-- start of Data supplied --

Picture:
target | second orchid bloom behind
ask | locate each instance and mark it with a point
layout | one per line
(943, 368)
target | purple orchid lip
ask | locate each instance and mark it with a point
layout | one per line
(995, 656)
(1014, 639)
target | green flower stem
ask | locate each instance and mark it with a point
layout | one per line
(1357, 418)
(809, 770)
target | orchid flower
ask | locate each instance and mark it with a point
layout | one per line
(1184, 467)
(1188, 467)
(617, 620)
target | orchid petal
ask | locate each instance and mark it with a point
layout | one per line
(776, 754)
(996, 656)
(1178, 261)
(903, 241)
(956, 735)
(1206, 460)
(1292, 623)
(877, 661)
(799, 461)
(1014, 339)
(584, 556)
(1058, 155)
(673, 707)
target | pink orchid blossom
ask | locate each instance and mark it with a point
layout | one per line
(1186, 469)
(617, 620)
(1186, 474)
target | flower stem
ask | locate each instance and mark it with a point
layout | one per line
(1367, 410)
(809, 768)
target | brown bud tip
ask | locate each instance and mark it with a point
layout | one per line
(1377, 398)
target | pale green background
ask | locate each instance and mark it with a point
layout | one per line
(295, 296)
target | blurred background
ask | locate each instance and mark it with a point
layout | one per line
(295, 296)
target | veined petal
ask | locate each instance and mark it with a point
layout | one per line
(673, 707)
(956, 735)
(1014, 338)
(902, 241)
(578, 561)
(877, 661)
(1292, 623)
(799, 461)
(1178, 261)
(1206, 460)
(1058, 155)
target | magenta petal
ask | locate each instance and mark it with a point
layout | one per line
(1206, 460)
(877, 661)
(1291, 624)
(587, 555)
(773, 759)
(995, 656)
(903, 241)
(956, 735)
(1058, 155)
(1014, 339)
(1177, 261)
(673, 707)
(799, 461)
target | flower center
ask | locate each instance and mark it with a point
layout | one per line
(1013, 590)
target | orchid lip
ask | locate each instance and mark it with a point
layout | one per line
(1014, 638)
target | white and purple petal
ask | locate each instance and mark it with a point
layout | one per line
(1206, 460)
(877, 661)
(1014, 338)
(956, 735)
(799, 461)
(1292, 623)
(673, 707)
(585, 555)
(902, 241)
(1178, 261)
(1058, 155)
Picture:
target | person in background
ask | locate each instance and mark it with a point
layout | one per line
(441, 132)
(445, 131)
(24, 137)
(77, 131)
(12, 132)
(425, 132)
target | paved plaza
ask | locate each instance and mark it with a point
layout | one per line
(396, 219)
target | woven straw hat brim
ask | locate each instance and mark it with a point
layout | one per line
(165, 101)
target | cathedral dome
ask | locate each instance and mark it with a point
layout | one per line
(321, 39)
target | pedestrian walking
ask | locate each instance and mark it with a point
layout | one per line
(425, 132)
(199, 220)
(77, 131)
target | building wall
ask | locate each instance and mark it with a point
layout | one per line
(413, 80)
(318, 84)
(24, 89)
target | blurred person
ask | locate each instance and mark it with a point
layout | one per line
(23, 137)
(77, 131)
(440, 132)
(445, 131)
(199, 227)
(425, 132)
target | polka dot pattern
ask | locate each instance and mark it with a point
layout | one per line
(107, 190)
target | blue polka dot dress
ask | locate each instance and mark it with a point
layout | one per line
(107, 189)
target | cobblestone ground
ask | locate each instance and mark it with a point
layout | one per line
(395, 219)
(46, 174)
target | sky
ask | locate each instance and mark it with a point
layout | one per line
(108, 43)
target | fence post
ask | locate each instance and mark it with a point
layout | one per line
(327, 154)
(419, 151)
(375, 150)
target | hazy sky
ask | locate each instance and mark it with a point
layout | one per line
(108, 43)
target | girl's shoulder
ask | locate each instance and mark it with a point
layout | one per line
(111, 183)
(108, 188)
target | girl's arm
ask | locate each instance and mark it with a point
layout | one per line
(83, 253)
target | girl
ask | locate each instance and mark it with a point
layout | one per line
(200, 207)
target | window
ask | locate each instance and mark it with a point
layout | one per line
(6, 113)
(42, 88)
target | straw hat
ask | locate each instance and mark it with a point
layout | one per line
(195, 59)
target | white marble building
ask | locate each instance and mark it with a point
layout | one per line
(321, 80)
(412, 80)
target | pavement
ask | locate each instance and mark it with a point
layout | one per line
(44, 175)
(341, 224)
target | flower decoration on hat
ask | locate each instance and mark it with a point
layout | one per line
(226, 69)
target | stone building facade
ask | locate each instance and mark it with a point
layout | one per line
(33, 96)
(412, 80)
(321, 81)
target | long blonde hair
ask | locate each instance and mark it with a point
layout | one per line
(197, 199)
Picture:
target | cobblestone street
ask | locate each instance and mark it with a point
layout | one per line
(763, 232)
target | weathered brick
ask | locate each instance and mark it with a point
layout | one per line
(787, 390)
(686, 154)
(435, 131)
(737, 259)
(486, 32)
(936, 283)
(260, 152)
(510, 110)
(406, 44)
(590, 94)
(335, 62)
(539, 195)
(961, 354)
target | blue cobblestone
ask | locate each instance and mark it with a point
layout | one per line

-- end of Data supplied --

> **Your objective**:
Reproduce all of the records above, word for word and line for line.

> **Solution**:
Picture:
target | second orchid bloom behind
ask | locate each instance and mark it with a point
layout | one per line
(943, 368)
target | purple orchid lip
ask | locate each instance and mark it with a point
layout | one per line
(995, 656)
(1014, 639)
target | green flower stem
ask | locate each instance and mark it with a point
layout | one per line
(1357, 418)
(809, 770)
target | orchid flower
ask | locate each instance and mark it with a point
layout | one per line
(1184, 467)
(1188, 467)
(617, 620)
target | orchid petal
ask | locate each instance and mark it with a point
layout | one per line
(776, 754)
(996, 656)
(1178, 261)
(903, 241)
(956, 735)
(1206, 460)
(1292, 623)
(877, 661)
(799, 461)
(1014, 339)
(584, 556)
(1058, 155)
(673, 707)
target | pink orchid blossom
ask | locate each instance and mark it with a point
layout | one per line
(1186, 469)
(617, 620)
(1186, 474)
target | flower stem
ask | locate each instance and mark it with a point
layout | one per line
(1367, 410)
(809, 768)
target | brown bud tip
ask | locate each instance and mark it with a point
layout | one per line
(1377, 398)
target | pale green background
ask | locate each instance and mark it with a point
layout | one per line
(295, 296)
target | blurred background
ask | locate each instance and mark it with a point
layout | one per line
(295, 296)
target | veined petal
ask | locate each instance and mark it with a point
layout | one per line
(673, 707)
(956, 735)
(1014, 338)
(902, 241)
(578, 561)
(877, 661)
(1292, 623)
(799, 461)
(1178, 261)
(1206, 460)
(1058, 155)
target | magenta petal
ask | locate each instance and mark it with a point
layout | one per line
(1206, 460)
(877, 661)
(1291, 624)
(587, 555)
(773, 759)
(995, 656)
(903, 241)
(956, 735)
(1058, 155)
(1014, 339)
(1177, 261)
(673, 707)
(799, 461)
target | flower center
ask | locate each instance and mark it with a point
layout | one per line
(1013, 590)
target | orchid lip
ask | locate each instance and mark it with a point
layout | one per line
(1014, 638)
target | white and purple petal
ask | locate each instance and mark it with a point
layout | one per line
(1206, 460)
(877, 661)
(1014, 338)
(956, 735)
(799, 461)
(1292, 623)
(673, 707)
(585, 555)
(902, 241)
(1178, 261)
(1058, 155)
Picture:
target | person in background
ask | locate each instance and mark it with a point
layout | one per line
(441, 132)
(445, 131)
(24, 137)
(77, 131)
(12, 132)
(425, 132)
target | paved plaza
ask | locate each instance and mark it with a point
layout | one per line
(396, 219)
target | woven straw hat brim
ask | locate each instance and mark it with a point
layout | one per line
(165, 101)
target | cathedral dome
ask | locate each instance and mark it with a point
layout | one per line
(321, 39)
target | pedestrian walking
ask | locate each instance and mark it with a point
layout | one per line
(425, 132)
(199, 220)
(77, 131)
target | building wall
ask | locate each instance and mark it with a point
layout | one per line
(413, 80)
(318, 84)
(24, 89)
target | blurred person
ask | locate each instance and mark it with a point
layout | one per line
(23, 137)
(77, 131)
(440, 132)
(445, 131)
(199, 227)
(425, 132)
target | polka dot pattern
ask | locate each instance and mark it with a point
layout | one per line
(107, 190)
target | blue polka dot dress
ask | locate each instance and mark it with a point
layout | one per line
(107, 189)
target | cobblestone ground
ask | locate each instance and mark it with a point
layout | one per line
(395, 219)
(46, 174)
target | sky
ask | locate each instance and mark it with a point
layout | one per line
(108, 43)
target | fence post
ask | locate each instance and mark it with a point
layout | one per line
(327, 154)
(419, 151)
(375, 150)
target | hazy sky
ask | locate each instance and mark it with a point
layout | one per line
(108, 43)
target | girl's shoulder
ask | locate each instance and mark it with a point
layout | one per line
(111, 183)
(108, 188)
target | girl's arm
ask | locate each instance and mark it with a point
layout | one per line
(83, 253)
target | girl
ask | locate each instance and mark it with a point
layout | one per line
(200, 207)
target | window
ask | locate each instance and mark it with a point
layout | one per line
(6, 113)
(42, 88)
target | straw hat
ask | locate each instance and mark it with a point
layout | one per line
(195, 59)
target | white marble building
ask | locate each instance and mark it with a point
layout | one per line
(321, 80)
(412, 80)
target | pavement
ask | locate each instance and mark it with a point
layout | one per line
(44, 175)
(341, 224)
target | flower decoration on hat
ask | locate each instance and mark it with a point
layout | one per line
(226, 69)
target | stone building facade
ask | locate each instance and mark it with a point
layout | one per line
(33, 96)
(412, 80)
(321, 81)
target | long blonde hair
ask | locate each instance and mark it with a point
layout | one per line
(197, 199)
Picture:
target | cobblestone street
ask | locate each instance and mark it with a point
layout | one per line
(763, 232)
target | weathered brick
ask | locate each instance and mark it with a point
layout | one per line
(787, 390)
(686, 154)
(435, 131)
(737, 259)
(486, 32)
(936, 283)
(260, 152)
(510, 110)
(406, 44)
(590, 94)
(335, 62)
(539, 195)
(961, 354)
target | blue cobblestone
ask | locate each instance and mark it with a point
layout | one per line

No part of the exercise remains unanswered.